Set problem: Rename "arched window" to "curved window" everywhere in the data below, and give all the lines back otherwise unchanged.

Given records:
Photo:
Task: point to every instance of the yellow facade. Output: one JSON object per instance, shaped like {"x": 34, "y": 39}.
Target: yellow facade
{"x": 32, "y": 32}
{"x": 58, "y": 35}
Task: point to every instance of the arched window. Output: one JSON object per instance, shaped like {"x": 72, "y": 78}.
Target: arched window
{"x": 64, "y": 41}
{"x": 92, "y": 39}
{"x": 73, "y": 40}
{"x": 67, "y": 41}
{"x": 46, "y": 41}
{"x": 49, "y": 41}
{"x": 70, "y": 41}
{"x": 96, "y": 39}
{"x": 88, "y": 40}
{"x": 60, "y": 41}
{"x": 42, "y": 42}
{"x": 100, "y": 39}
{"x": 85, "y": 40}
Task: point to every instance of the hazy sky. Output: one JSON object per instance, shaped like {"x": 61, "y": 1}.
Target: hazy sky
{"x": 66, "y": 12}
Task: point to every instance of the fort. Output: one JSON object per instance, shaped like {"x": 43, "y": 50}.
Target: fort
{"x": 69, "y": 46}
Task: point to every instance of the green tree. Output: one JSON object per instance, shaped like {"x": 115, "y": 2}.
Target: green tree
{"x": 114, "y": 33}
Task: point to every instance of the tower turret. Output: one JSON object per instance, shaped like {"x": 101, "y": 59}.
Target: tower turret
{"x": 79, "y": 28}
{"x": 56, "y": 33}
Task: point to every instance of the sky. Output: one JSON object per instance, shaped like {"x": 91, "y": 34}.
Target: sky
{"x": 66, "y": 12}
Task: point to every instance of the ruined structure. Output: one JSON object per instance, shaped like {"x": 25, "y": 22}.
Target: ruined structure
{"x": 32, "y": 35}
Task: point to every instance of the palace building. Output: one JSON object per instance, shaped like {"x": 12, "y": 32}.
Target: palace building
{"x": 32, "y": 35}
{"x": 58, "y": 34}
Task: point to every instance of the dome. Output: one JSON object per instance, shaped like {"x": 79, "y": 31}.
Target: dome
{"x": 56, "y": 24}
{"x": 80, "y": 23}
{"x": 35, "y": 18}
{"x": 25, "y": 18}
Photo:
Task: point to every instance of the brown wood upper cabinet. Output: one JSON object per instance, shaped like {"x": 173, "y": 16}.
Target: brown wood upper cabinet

Written solution:
Photo:
Task: point to every instance of the yellow facade. Output: one JSON object per instance, shaped like {"x": 34, "y": 39}.
Target: yellow facade
{"x": 32, "y": 32}
{"x": 58, "y": 35}
Task: point to every instance of the curved window. Output: one JSON object per instance, shaped like {"x": 72, "y": 78}.
Target: curved window
{"x": 64, "y": 41}
{"x": 92, "y": 39}
{"x": 73, "y": 40}
{"x": 67, "y": 41}
{"x": 46, "y": 41}
{"x": 49, "y": 41}
{"x": 70, "y": 41}
{"x": 96, "y": 39}
{"x": 88, "y": 40}
{"x": 60, "y": 41}
{"x": 42, "y": 42}
{"x": 100, "y": 39}
{"x": 85, "y": 40}
Task: point to every instance of the hazy sky. Output: one JSON object per instance, shaped like {"x": 61, "y": 1}.
Target: hazy sky
{"x": 66, "y": 12}
Task: point to every instance of the fort. Output: one JSON object per instance, shaped like {"x": 43, "y": 50}.
Target: fort
{"x": 69, "y": 46}
Task: point to every instance of the green tree. Output: one JSON object per instance, shaped like {"x": 115, "y": 2}.
Target: green tree
{"x": 114, "y": 33}
Task: point to every instance of the tower turret. Output: one JSON object per instance, shaped like {"x": 101, "y": 59}.
Target: tower turret
{"x": 79, "y": 28}
{"x": 56, "y": 33}
Task: point to every instance of the sky. Output: one JSON object per instance, shaped like {"x": 91, "y": 34}.
Target: sky
{"x": 66, "y": 12}
Task: point to every instance of the ruined structure. Output: one JSON object per instance, shaped like {"x": 25, "y": 22}.
Target: ruined structure
{"x": 32, "y": 35}
Task: point to every instance of the palace building. Output: one JSON object per instance, shaped like {"x": 12, "y": 32}.
Target: palace building
{"x": 32, "y": 35}
{"x": 58, "y": 34}
Task: point to every instance of the dome. Output: one JSON object per instance, shaped like {"x": 79, "y": 31}.
Target: dome
{"x": 56, "y": 24}
{"x": 80, "y": 23}
{"x": 35, "y": 18}
{"x": 25, "y": 18}
Photo:
Task: point to every instance of the brown wood upper cabinet. Output: one JSON object per instance, shaped like {"x": 173, "y": 16}.
Target: brown wood upper cabinet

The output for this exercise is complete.